[Image-grounded pointing data]
- - -

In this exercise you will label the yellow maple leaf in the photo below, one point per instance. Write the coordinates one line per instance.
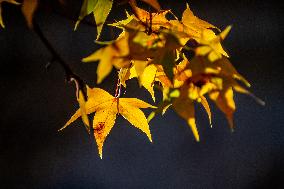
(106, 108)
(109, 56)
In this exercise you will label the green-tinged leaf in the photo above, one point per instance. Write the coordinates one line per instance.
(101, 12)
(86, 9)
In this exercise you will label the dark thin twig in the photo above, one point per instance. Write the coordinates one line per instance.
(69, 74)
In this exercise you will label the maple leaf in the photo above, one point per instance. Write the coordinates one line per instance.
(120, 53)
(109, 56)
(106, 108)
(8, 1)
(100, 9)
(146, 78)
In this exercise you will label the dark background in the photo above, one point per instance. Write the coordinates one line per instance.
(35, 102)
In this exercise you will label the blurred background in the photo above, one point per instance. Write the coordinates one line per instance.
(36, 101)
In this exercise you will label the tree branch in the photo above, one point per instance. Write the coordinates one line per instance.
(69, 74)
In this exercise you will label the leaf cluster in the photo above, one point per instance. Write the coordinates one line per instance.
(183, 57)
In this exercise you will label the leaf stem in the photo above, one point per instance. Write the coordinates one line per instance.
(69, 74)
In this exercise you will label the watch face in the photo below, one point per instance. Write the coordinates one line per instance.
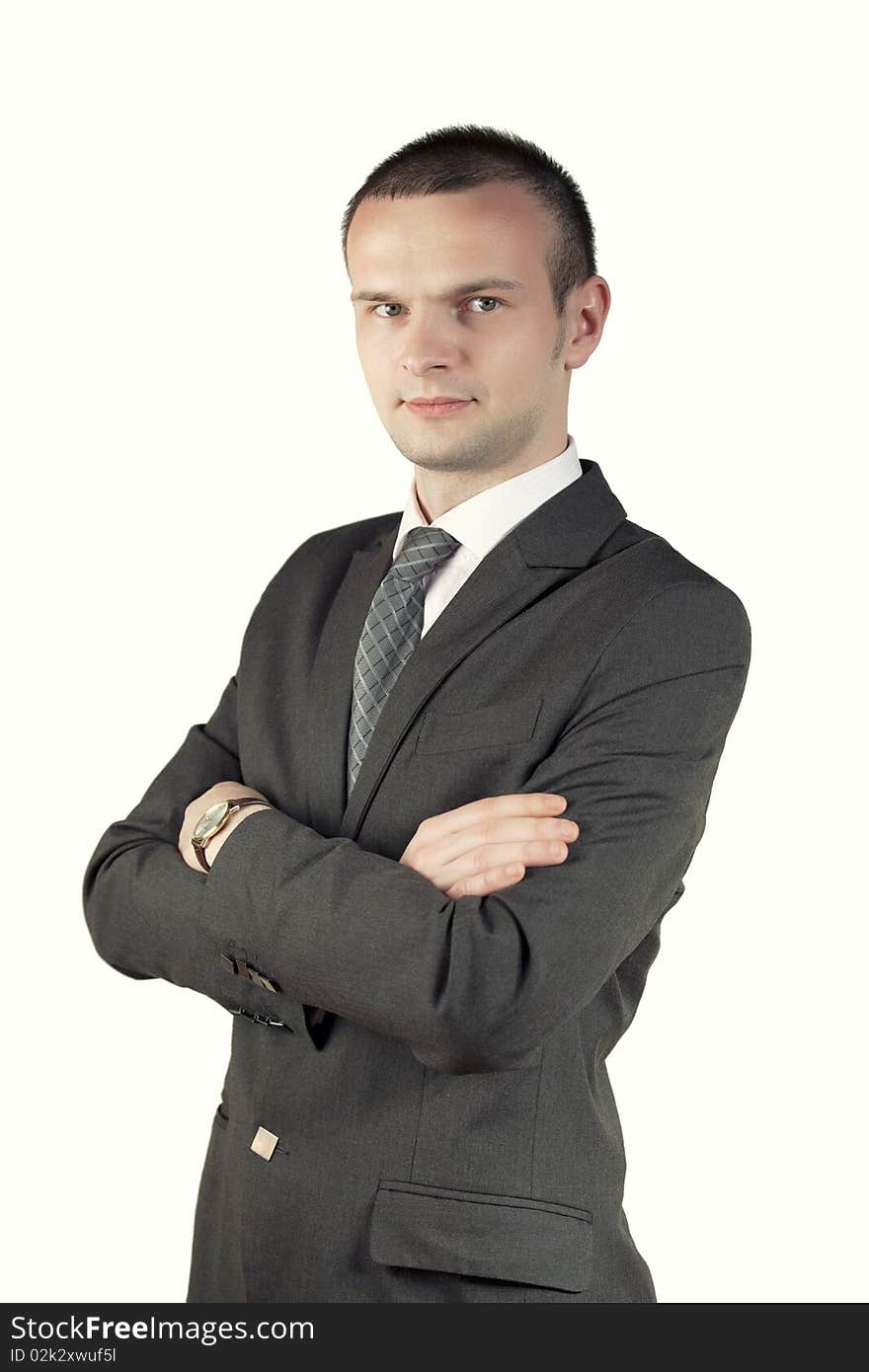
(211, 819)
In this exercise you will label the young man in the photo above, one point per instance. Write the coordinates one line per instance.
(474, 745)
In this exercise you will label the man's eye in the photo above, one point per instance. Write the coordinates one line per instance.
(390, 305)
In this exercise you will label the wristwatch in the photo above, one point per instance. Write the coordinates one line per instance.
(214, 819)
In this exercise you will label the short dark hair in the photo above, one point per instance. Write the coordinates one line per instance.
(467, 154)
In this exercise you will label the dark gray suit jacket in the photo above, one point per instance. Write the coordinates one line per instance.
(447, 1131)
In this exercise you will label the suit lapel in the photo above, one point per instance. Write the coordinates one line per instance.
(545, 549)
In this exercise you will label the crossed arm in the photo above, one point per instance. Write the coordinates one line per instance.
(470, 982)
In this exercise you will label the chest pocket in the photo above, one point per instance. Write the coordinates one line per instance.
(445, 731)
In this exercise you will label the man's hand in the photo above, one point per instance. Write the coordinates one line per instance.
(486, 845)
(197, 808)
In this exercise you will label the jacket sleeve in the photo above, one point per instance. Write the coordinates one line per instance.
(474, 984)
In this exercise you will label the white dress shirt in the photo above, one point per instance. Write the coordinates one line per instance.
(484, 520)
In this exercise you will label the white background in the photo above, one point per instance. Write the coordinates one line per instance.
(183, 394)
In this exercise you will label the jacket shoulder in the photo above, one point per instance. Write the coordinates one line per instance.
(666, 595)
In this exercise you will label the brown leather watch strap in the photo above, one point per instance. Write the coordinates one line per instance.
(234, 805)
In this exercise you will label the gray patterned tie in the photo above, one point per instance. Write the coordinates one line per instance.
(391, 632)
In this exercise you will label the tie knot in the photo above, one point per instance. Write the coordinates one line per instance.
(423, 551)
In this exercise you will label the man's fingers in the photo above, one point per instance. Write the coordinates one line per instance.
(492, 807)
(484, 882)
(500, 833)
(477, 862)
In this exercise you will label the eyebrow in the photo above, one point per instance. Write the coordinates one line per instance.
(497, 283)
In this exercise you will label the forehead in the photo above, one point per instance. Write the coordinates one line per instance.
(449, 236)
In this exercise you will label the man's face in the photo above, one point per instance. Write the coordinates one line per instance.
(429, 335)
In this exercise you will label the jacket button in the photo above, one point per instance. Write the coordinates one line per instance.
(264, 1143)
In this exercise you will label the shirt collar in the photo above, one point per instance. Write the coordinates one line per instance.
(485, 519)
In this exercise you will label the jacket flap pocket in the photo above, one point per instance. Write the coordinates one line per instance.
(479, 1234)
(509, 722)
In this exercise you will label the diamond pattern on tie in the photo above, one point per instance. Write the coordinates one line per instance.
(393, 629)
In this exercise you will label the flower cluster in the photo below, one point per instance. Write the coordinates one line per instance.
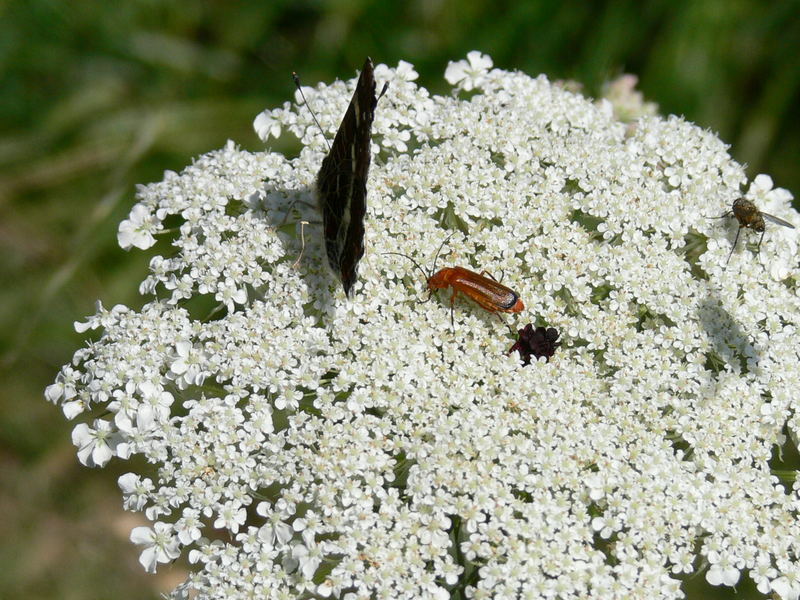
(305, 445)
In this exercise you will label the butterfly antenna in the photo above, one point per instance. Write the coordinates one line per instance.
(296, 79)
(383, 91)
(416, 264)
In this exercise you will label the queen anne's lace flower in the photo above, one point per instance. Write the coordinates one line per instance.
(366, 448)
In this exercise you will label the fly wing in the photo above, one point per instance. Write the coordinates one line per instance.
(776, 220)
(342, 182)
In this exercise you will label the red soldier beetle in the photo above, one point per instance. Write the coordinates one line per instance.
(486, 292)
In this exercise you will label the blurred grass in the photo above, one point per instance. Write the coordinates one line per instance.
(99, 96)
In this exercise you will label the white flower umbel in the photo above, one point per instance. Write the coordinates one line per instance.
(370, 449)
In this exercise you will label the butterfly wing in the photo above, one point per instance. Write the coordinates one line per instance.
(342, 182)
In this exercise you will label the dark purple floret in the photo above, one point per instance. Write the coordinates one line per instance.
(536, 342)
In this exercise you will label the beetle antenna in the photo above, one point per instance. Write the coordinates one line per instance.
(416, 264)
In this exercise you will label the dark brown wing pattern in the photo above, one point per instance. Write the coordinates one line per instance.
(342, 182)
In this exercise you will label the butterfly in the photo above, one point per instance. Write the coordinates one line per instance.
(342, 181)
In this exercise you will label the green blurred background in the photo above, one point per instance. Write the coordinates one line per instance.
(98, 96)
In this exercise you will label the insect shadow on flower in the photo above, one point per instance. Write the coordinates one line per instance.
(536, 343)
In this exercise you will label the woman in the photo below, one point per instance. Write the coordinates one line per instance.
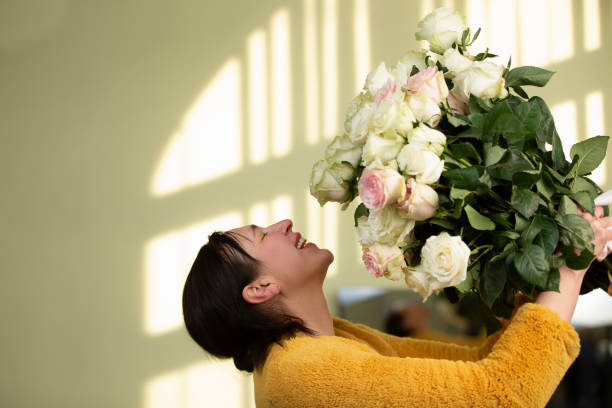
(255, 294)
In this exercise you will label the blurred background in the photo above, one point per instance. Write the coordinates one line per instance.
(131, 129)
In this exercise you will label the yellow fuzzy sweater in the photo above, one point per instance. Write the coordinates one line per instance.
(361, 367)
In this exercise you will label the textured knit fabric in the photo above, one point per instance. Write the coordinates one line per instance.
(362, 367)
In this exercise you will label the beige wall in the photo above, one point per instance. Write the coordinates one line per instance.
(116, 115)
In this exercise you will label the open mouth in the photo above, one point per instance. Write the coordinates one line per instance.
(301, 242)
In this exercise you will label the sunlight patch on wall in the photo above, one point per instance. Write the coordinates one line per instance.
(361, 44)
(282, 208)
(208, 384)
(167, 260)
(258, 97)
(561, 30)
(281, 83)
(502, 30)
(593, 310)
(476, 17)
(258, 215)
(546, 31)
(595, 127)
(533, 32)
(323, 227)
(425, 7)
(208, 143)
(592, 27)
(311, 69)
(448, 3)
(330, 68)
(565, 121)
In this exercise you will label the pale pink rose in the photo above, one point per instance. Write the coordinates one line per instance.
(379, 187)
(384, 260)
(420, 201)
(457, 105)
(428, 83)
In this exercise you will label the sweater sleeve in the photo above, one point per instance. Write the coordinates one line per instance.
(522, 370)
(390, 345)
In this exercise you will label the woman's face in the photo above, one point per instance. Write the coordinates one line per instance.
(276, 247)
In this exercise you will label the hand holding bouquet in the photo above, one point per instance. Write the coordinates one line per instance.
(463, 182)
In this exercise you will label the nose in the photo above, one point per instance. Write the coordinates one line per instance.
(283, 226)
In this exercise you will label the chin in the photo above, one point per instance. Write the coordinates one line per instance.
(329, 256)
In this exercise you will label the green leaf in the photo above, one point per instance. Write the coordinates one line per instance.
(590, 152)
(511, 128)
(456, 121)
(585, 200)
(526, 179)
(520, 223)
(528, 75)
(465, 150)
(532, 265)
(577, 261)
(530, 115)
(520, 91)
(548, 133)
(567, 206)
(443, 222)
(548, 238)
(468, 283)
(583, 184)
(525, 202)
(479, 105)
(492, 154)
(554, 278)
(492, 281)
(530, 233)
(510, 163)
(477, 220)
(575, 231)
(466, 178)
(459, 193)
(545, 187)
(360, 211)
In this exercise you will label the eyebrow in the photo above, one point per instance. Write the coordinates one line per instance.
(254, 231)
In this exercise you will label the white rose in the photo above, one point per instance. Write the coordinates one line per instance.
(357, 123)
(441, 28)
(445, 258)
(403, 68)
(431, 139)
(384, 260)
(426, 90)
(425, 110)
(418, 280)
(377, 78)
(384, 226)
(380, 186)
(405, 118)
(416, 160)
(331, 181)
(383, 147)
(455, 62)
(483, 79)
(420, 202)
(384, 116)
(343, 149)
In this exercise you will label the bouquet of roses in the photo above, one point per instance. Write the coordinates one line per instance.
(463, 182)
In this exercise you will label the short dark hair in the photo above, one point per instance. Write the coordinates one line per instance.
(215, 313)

- - -

**Work request**: Please copy the line that contains "In this exercise you will label the chin" and each line after it through the end of the records, exactly, and no other lines.

**Result of the exercise**:
In this exercise you will label the chin in the photo above, one point per instance. Write the coordinates one line per instance.
(329, 256)
In this exercise you will label the green leaf in the photo above, one point per instance. Write the coordinates one line per instance.
(590, 152)
(511, 128)
(456, 121)
(585, 200)
(526, 179)
(520, 223)
(528, 75)
(465, 150)
(532, 265)
(577, 261)
(530, 115)
(520, 91)
(548, 133)
(567, 206)
(443, 222)
(548, 238)
(468, 283)
(583, 184)
(525, 202)
(479, 105)
(492, 154)
(554, 278)
(492, 281)
(530, 233)
(510, 163)
(477, 220)
(575, 231)
(466, 178)
(459, 193)
(545, 187)
(360, 211)
In this exercise you will label the eyebrow in the photo above, one point per instance. Write the coordinates one line per instance.
(254, 231)
In this exercise you will label the white rose in the photo above, one point per instance. Write the coordinates one line per instance.
(357, 123)
(441, 28)
(445, 258)
(403, 68)
(431, 139)
(384, 260)
(426, 90)
(425, 110)
(418, 280)
(377, 78)
(384, 226)
(380, 186)
(405, 118)
(416, 160)
(331, 181)
(383, 147)
(455, 62)
(483, 79)
(420, 202)
(384, 116)
(343, 149)
In this exercise you will label the bouquet of roses in the photo above, one point per instance. Write the coordinates one line per instance.
(463, 182)
In this exercise you will label the short dark hair in the photo above, one point per instance. Write the coordinates one line per instance.
(215, 313)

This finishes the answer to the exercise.